Passage
* Begin *

FOURTH AMENDMENT TO CREDIT AGREEMENT

EX-10.21 7 ex10_21.htm EXHIBIT 10.21 4Q 2010 ex10_21.htm
 
 

 

FOURTH AMENDMENT TO CREDIT AGREEMENT


FOURTH AMENDMENT (the “Amendment”) entered into as of March 14, 2011 by and between CPI AEROSTRUCTURES, INC. (the “Borrower”), and SOVEREIGN BANK (the “Bank”).

WHEREAS, the Borrower and the Bank are parties to that Amended and Restated Loan Agreement dated as of August 13, 2007, as amended by that First  Amendment dated as of October 22, 2008, that Second Amendment dated as of July 7, 2009, and that Third Amendment dated as of May 21, 2010,  as same may be hereafter amended and modified (the “Agreement”); and

WHEREAS, the Borrower has requested that the Bank amend, and the Bank has agreed to amend, certain provisions of the Agreement, subject to the terms and conditions hereinafter set forth.

NOW, THEREFORE, the parties hereto hereby agree as follows:

1. All capitalized terms used herein, unless otherwise defined herein, have the same meanings provided therefor in the Agreement.

2. Subject to the terms and conditions hereof, the Agreement is hereby amended as follows:

(A)           Section 6.3 is amended by deleting the language contained therein and substituting the following therefor:

6.3           Debt Service Coverage Ratio.   Commencing the fiscal quarter ending on December 31, 2009 and the end of each fiscal quarter thereafter, for the preceding four fiscal quarters then-ended, a Debt Service Coverage Ratio of 1.50 to 1.0.  For purposes hereof, ‘Debt Service Coverage Ratio’ shall mean (i) The sum of Earnings before Interest, Taxes, Depreciation and Amortization, plus the 2010 Adjustment (defined below), minus Dividends minus unfinanced Capital Expenditures, divided by (ii) the sum of scheduled principal and capital lease payments plus Interest Expense; in each case as determined by GAAP consistently applied.

* End *

Stated task
Reproduce the credit agreement amendment above in full, word for word.

Records excerpted from a collection:
* Begin *

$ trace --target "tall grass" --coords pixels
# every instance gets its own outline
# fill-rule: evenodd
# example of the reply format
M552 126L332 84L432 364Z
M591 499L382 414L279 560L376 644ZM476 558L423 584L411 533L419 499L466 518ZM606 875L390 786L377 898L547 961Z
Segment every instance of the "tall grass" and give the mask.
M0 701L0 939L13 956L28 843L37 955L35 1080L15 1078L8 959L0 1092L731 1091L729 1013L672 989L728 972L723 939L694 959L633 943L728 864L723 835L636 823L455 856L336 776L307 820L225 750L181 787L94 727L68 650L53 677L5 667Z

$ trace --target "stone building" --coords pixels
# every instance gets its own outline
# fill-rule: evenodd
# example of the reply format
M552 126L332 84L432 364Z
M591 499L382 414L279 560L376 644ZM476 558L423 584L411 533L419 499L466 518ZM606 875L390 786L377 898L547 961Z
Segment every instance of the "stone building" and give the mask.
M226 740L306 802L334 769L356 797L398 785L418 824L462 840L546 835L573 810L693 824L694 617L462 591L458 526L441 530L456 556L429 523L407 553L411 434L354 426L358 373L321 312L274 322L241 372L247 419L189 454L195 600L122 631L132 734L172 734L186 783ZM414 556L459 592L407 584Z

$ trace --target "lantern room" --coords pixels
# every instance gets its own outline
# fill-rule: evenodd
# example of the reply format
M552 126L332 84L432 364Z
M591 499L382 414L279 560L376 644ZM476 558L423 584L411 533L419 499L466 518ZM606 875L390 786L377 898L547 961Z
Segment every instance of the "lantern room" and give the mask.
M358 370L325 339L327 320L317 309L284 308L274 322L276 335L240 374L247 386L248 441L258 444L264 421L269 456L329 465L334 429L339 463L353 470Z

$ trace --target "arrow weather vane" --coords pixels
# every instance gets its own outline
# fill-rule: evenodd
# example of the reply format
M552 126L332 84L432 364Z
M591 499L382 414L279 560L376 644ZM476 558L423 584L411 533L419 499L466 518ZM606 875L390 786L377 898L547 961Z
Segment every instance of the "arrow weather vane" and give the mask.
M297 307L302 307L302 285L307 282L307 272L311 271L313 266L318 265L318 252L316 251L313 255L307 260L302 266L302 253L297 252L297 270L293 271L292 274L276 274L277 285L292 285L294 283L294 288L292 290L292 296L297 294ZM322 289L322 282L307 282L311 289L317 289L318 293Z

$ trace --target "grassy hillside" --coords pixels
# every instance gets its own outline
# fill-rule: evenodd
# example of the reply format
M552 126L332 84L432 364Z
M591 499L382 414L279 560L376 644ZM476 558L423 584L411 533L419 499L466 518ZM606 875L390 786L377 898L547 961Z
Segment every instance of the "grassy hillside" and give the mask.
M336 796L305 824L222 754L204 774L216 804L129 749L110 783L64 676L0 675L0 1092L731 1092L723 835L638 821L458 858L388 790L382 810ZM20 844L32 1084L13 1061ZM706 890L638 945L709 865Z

* End *

Task solution
FOURTH AMENDMENT TO CREDIT AGREEMENT

EX-10.21 7 ex10_21.htm EXHIBIT 10.21 4Q 2010 ex10_21.htm
 
 

 

FOURTH AMENDMENT TO CREDIT AGREEMENT


FOURTH AMENDMENT (the “Amendment”) entered into as of March 14, 2011 by and between CPI AEROSTRUCTURES, INC. (the “Borrower”), and SOVEREIGN BANK (the “Bank”).

WHEREAS, the Borrower and the Bank are parties to that Amended and Restated Loan Agreement dated as of August 13, 2007, as amended by that First  Amendment dated as of October 22, 2008, that Second Amendment dated as of July 7, 2009, and that Third Amendment dated as of May 21, 2010,  as same may be hereafter amended and modified (the “Agreement”); and

WHEREAS, the Borrower has requested that the Bank amend, and the Bank has agreed to amend, certain provisions of the Agreement, subject to the terms and conditions hereinafter set forth.

NOW, THEREFORE, the parties hereto hereby agree as follows:

1. All capitalized terms used herein, unless otherwise defined herein, have the same meanings provided therefor in the Agreement.

2. Subject to the terms and conditions hereof, the Agreement is hereby amended as follows:

(A)           Section 6.3 is amended by deleting the language contained therein and substituting the following therefor:

6.3           Debt Service Coverage Ratio.   Commencing the fiscal quarter ending on December 31, 2009 and the end of each fiscal quarter thereafter, for the preceding four fiscal quarters then-ended, a Debt Service Coverage Ratio of 1.50 to 1.0.  For purposes hereof, ‘Debt Service Coverage Ratio’ shall mean (i) The sum of Earnings before Interest, Taxes, Depreciation and Amortization, plus the 2010 Adjustment (defined below), minus Dividends minus unfinanced Capital Expenditures, divided by (ii) the sum of scheduled principal and capital lease payments plus Interest Expense; in each case as determined by GAAP consistently applied.